- **WORK TO BE COMPLETED**: Convert the records below into a Markdown table with the columns "Row" and "Text", numbering each nonblank line in order and leaving out the blank lines.

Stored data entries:
▽

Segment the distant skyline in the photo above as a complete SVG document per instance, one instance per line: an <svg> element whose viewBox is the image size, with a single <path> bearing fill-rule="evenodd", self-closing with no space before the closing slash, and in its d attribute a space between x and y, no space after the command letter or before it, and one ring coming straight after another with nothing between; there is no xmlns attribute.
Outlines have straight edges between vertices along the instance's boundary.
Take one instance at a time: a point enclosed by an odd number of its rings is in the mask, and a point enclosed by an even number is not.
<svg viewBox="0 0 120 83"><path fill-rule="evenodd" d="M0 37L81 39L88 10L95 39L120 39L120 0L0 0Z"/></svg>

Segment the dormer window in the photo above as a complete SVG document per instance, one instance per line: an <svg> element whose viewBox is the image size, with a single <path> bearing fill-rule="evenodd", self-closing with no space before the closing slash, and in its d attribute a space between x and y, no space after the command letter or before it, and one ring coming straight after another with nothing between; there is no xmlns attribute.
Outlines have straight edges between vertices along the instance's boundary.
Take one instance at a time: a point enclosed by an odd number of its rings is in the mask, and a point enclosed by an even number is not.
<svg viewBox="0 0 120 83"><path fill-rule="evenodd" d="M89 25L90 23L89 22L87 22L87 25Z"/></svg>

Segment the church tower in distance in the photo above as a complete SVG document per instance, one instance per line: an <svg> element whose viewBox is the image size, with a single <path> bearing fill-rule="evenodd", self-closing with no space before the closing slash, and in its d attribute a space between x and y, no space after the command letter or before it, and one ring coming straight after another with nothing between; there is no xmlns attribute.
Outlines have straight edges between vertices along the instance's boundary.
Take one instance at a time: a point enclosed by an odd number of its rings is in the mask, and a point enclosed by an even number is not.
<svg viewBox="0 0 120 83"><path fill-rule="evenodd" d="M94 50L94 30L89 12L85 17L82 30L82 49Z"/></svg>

△

- **RESPONSE**:
| Row | Text |
|---|---|
| 1 | Segment the distant skyline in the photo above as a complete SVG document per instance, one instance per line: an <svg> element whose viewBox is the image size, with a single <path> bearing fill-rule="evenodd", self-closing with no space before the closing slash, and in its d attribute a space between x and y, no space after the command letter or before it, and one ring coming straight after another with nothing between; there is no xmlns attribute. |
| 2 | Outlines have straight edges between vertices along the instance's boundary. |
| 3 | Take one instance at a time: a point enclosed by an odd number of its rings is in the mask, and a point enclosed by an even number is not. |
| 4 | <svg viewBox="0 0 120 83"><path fill-rule="evenodd" d="M0 37L81 39L88 10L95 39L120 39L120 0L0 0Z"/></svg> |
| 5 | Segment the dormer window in the photo above as a complete SVG document per instance, one instance per line: an <svg> element whose viewBox is the image size, with a single <path> bearing fill-rule="evenodd", self-closing with no space before the closing slash, and in its d attribute a space between x and y, no space after the command letter or before it, and one ring coming straight after another with nothing between; there is no xmlns attribute. |
| 6 | Outlines have straight edges between vertices along the instance's boundary. |
| 7 | Take one instance at a time: a point enclosed by an odd number of its rings is in the mask, and a point enclosed by an even number is not. |
| 8 | <svg viewBox="0 0 120 83"><path fill-rule="evenodd" d="M89 25L90 23L89 22L87 22L87 25Z"/></svg> |
| 9 | Segment the church tower in distance in the photo above as a complete SVG document per instance, one instance per line: an <svg> element whose viewBox is the image size, with a single <path> bearing fill-rule="evenodd", self-closing with no space before the closing slash, and in its d attribute a space between x and y, no space after the command letter or before it, and one ring coming straight after another with nothing between; there is no xmlns attribute. |
| 10 | Outlines have straight edges between vertices along the instance's boundary. |
| 11 | Take one instance at a time: a point enclosed by an odd number of its rings is in the mask, and a point enclosed by an even number is not. |
| 12 | <svg viewBox="0 0 120 83"><path fill-rule="evenodd" d="M94 50L94 30L89 12L85 17L82 30L82 49Z"/></svg> |